___ EXTRACTED INFORMATION ___
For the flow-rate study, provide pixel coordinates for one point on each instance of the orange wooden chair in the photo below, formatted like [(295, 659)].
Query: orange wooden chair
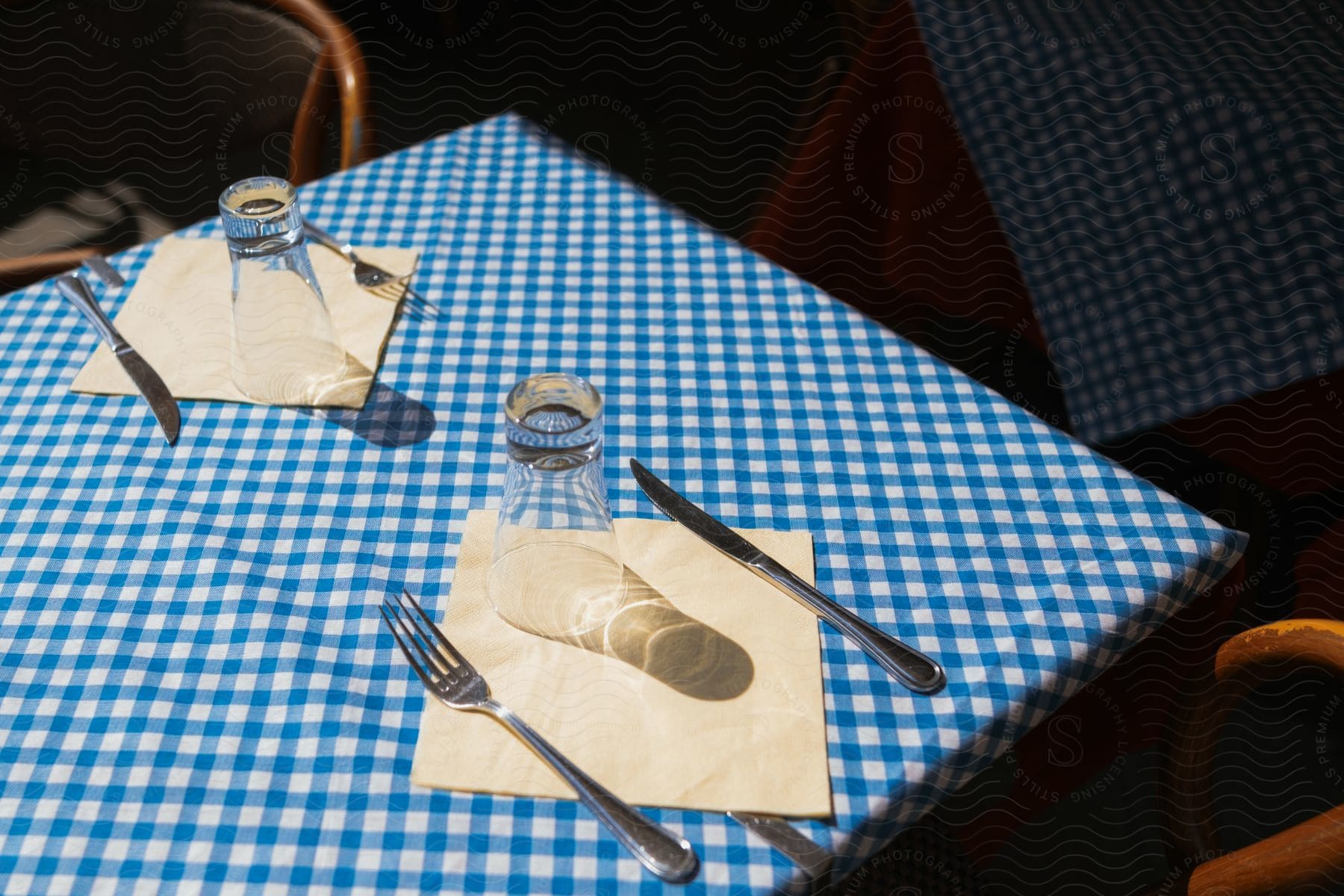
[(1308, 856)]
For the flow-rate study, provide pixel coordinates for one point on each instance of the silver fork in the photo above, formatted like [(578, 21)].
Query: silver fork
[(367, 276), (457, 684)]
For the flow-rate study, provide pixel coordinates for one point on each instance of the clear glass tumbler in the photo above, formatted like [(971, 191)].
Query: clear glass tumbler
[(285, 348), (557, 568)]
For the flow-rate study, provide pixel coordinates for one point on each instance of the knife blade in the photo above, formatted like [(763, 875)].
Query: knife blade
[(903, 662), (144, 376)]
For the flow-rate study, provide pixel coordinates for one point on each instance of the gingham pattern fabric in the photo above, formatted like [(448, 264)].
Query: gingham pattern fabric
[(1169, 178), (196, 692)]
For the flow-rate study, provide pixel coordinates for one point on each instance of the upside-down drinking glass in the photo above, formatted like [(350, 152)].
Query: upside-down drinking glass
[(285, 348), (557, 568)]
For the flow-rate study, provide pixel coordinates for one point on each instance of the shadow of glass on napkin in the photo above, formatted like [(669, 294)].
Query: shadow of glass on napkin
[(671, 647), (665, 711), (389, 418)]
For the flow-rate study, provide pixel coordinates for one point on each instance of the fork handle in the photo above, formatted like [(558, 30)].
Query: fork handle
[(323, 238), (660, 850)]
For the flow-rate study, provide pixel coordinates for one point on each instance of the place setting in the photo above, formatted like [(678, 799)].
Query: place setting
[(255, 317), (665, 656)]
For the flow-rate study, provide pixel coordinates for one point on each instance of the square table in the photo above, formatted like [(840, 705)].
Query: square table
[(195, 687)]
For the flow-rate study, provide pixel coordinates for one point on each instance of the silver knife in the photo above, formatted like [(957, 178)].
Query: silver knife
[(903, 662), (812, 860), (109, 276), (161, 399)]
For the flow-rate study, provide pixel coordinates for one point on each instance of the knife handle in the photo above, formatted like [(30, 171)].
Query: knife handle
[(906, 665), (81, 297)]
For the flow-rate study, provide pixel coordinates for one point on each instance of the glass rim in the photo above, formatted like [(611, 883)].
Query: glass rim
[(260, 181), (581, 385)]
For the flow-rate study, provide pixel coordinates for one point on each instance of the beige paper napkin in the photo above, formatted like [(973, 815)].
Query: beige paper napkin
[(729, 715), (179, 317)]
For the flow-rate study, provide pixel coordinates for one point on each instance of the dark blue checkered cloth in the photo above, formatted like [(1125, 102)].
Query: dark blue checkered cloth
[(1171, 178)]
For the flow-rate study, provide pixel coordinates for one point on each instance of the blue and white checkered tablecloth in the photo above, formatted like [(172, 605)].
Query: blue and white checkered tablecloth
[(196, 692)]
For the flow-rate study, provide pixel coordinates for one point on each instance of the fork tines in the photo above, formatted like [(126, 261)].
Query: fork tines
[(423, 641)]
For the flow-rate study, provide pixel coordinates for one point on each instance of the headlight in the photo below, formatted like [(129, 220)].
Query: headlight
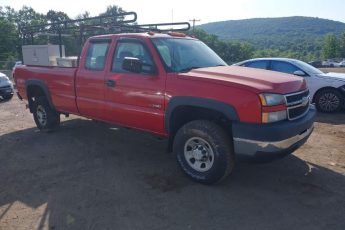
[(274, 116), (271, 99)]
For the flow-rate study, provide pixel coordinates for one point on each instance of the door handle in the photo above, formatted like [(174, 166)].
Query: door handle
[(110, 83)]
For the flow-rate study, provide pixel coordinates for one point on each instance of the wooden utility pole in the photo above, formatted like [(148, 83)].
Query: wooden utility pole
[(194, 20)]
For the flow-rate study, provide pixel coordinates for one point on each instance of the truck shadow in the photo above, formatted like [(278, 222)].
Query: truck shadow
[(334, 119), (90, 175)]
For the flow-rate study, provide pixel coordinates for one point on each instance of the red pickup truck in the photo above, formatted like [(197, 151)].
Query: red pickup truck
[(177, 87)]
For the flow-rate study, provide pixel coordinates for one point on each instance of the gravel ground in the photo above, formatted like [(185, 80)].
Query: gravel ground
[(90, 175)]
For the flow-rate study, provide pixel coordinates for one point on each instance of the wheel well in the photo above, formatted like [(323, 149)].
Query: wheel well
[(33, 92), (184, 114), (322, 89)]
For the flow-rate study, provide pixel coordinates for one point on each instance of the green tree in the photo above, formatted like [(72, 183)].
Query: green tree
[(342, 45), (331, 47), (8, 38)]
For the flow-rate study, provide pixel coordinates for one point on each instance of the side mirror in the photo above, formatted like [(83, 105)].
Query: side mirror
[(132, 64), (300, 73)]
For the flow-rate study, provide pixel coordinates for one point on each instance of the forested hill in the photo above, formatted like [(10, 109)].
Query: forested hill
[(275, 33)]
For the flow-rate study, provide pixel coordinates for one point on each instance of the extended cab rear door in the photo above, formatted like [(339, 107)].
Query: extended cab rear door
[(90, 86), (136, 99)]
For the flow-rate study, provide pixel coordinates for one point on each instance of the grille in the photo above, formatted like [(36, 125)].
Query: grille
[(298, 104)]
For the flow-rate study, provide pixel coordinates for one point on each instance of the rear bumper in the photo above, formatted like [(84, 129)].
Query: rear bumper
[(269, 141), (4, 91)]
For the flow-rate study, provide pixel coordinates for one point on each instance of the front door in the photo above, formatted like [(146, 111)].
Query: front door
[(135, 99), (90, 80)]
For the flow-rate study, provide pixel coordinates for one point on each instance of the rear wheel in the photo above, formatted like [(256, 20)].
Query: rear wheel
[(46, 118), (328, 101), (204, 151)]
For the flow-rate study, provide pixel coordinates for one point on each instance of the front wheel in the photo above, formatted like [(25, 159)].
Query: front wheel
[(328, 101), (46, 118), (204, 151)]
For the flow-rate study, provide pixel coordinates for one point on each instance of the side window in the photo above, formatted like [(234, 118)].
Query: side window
___
> TASK DESCRIPTION: Your reply should hold every line from the data that contains "window", copied in full.

> FINISHED TASK:
For the flow-rate study, provide pixel coordinates for one point on each instance of the side window in the photo above, formatted like [(234, 118)].
Query: side window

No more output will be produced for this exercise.